Records:
────────────────────────────────────────
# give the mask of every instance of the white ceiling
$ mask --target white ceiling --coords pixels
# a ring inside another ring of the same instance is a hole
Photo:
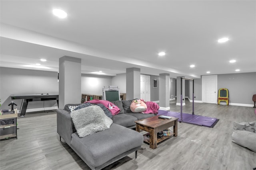
[[[255,0],[0,3],[1,66],[58,71],[66,55],[81,58],[86,74],[114,76],[131,67],[171,77],[256,72]],[[67,18],[53,16],[54,8]],[[230,40],[218,43],[223,37]],[[24,66],[36,63],[47,68]]]

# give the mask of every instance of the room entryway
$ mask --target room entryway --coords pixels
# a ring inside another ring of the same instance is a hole
[[[140,98],[150,101],[150,76],[140,75]]]
[[[203,102],[216,104],[217,75],[202,76],[202,77]]]

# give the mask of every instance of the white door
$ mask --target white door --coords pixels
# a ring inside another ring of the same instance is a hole
[[[203,103],[217,104],[217,76],[202,76],[202,98]]]
[[[146,102],[150,101],[150,76],[140,75],[140,98]]]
────────────────────────────────────────
Rewrite all of these lines, requests included, adding 18 to every number in the coordinates of the answers. Leave the pictures out of your answer.

# give the mask of every instance of the white ceiling
$ mask --target white ceiling --coords pixels
# a ring inside another ring of the same instance is a hole
Photo:
[[[273,18],[18,21],[19,84],[76,89],[84,73],[99,76],[104,92],[132,94],[149,85],[189,95],[274,90]],[[85,36],[71,34],[72,26]],[[248,58],[236,61],[241,55]],[[42,84],[54,81],[65,86]]]

# give the mask of every instance of the room entryway
$ mask --target room entryway --coords pixels
# a ring inside another ring of the same instance is a hole
[[[158,116],[168,119],[168,94],[158,93]]]
[[[221,120],[234,122],[235,93],[220,94],[220,95]]]

# give the mask of every instance of the white door
$ mask --target white door --coords pixels
# a ring inside another ring of the same instance is a hole
[[[221,121],[235,122],[235,94],[220,94],[220,116]]]
[[[164,120],[168,119],[168,94],[158,93],[158,116]]]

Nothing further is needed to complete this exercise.